[Exercise passage Boundary: Start]

To illustrate AI in action, the figure below shows how we use custom machine learning algorithms to predict common regulatory pockets within a transcription factor class and then both design and screen a chemical library directed at those pockets.
Moreover, we have learnt that organization and culture are just as important as the underlying technology. In executing against AI within HotSpot, our team brings deep drug discovery experience to the problem – similar to our peer group companies – constantly with an eye to designing molecules that are going to go the distance. However, the cross pollination of the drug hunter mindset with the disruptive, software engineering perspective is what we strive to achieve at HotSpot. With this in mind, we have sourced exclusive rights to enabling technology from players such as Macroceutics, Molecular Discovery and idalab.
Sustaining competitive advantage
Our industry becomes ever more competitive and the success of one mechanism rapidly leads to follow-on competition. K-Ras, SHP2, EGFR, and BTK are good examples and the list goes on. New companies e.g. EQRx, and business models have arisen purely to exploit the fast-follower model while contracting with payers.

[Exercise passage Boundary: End]
[Provided information Boundary: Start]

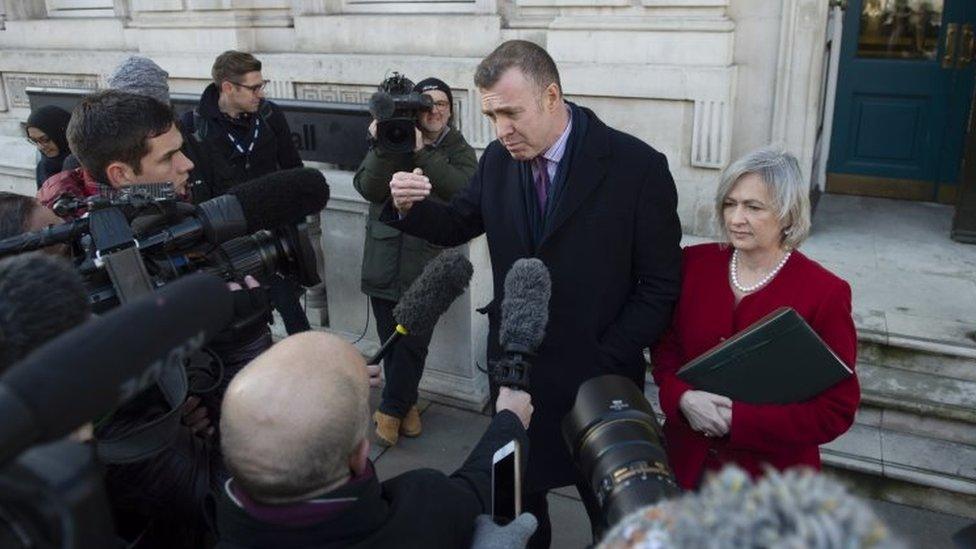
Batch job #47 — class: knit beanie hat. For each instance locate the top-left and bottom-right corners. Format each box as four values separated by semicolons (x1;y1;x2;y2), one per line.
108;56;169;105
24;105;71;155
413;78;454;109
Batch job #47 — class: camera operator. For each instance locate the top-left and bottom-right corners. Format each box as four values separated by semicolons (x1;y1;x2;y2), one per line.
181;50;311;334
0;191;68;255
37;90;193;214
30;90;271;547
353;75;478;446
215;333;532;548
0;252;90;373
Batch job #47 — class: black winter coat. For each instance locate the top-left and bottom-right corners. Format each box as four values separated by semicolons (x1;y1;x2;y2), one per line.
180;84;302;183
381;105;681;493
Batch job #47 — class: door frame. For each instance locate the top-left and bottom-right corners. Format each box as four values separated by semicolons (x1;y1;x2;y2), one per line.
811;0;974;204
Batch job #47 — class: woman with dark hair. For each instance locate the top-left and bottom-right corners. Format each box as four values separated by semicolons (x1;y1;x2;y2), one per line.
24;105;71;189
0;191;68;255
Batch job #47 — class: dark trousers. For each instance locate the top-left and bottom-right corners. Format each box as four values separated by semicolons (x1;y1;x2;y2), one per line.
522;479;606;549
269;275;311;335
369;297;433;418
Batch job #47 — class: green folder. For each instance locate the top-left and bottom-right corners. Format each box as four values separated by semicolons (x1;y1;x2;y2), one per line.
678;307;854;404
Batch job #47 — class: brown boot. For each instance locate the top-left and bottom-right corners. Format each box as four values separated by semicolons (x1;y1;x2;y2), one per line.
400;406;422;437
373;410;400;446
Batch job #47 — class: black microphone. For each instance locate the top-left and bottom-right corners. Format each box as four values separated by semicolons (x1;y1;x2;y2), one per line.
0;217;88;257
366;251;474;364
139;168;329;250
368;91;396;120
492;257;552;391
0;273;233;465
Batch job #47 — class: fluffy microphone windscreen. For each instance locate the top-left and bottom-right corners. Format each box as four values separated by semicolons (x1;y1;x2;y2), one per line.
498;257;552;352
393;251;474;334
227;168;329;232
369;91;396;120
0;273;234;441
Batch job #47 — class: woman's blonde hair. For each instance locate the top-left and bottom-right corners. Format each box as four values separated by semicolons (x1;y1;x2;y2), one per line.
715;146;810;249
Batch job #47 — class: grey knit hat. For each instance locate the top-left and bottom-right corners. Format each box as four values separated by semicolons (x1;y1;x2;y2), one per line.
108;55;169;105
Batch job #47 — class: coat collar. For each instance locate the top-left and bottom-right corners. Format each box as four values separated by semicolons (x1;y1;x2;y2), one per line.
539;103;610;249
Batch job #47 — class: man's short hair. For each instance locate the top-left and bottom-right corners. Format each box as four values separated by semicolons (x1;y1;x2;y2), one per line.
210;50;261;88
0;252;89;372
68;90;176;184
0;191;40;240
474;40;563;95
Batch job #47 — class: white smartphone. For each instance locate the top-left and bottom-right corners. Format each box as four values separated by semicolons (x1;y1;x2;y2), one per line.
491;440;522;524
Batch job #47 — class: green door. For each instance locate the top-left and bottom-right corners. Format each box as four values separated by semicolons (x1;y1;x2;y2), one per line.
827;0;976;202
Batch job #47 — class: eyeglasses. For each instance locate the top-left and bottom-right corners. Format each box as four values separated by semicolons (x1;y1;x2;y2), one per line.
230;80;268;93
24;135;51;147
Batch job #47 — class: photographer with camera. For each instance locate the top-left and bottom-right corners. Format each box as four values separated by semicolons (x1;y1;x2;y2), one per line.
353;73;477;446
215;333;532;549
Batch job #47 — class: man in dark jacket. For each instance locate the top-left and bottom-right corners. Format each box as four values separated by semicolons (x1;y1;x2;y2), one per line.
182;50;302;182
381;41;681;547
353;78;478;446
181;50;310;334
214;332;532;549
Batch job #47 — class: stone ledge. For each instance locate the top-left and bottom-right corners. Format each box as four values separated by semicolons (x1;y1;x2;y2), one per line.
857;363;976;424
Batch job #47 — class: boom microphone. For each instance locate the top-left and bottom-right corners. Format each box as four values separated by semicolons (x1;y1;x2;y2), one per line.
0;273;233;465
492;257;552;391
367;251;474;365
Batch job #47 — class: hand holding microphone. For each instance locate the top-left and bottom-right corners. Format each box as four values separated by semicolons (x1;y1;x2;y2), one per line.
390;168;431;214
491;257;552;391
366;251;474;376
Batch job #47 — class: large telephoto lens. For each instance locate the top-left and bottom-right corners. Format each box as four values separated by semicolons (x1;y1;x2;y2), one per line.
563;375;680;527
204;223;321;287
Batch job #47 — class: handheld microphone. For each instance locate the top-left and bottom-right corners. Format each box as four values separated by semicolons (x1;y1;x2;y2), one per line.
366;251;474;365
0;273;233;465
139;168;329;250
0;252;91;373
492;257;552;391
0;217;88;257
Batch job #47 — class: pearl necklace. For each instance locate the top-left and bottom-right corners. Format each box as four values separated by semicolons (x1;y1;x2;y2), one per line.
729;249;793;294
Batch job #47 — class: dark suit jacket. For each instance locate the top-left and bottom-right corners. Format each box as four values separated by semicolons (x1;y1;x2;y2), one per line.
381;105;681;492
215;412;527;549
652;244;861;489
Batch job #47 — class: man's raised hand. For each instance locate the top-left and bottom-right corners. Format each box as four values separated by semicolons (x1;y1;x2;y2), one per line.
390;168;431;215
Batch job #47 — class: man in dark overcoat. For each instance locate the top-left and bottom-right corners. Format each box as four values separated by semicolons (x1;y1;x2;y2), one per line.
381;40;681;547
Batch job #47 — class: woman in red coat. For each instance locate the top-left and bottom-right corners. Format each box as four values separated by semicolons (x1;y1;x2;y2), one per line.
652;148;860;488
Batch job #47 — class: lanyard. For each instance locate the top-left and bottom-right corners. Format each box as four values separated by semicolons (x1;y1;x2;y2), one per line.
227;116;261;170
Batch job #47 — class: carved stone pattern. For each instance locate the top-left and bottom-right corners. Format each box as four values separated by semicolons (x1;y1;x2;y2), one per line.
3;73;98;108
265;80;295;99
691;100;731;169
294;82;495;149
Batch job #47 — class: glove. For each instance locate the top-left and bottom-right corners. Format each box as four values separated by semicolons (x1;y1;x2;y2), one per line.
471;513;539;549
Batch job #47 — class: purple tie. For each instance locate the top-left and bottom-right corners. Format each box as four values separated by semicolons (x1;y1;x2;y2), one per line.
532;156;549;217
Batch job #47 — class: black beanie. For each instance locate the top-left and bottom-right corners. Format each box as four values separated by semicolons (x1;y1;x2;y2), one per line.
24;105;71;155
413;77;454;109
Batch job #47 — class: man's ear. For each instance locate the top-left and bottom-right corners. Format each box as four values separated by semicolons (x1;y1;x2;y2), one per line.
105;161;135;188
349;438;369;476
543;82;562;111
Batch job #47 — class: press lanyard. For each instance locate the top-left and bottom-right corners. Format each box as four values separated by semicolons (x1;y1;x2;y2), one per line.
227;116;261;170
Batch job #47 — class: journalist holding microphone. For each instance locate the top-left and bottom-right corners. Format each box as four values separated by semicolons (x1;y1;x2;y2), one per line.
652;148;860;488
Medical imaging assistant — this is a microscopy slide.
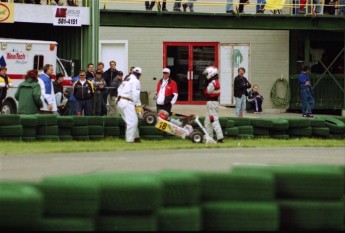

[Provided information Boundary: End]

> **Exercise prompt**: In the passage about AI at HotSpot, which players has the company sourced exclusive rights to enabling technology from?

> **Task response**: Macroceutics, Molecular Discovery and idalab.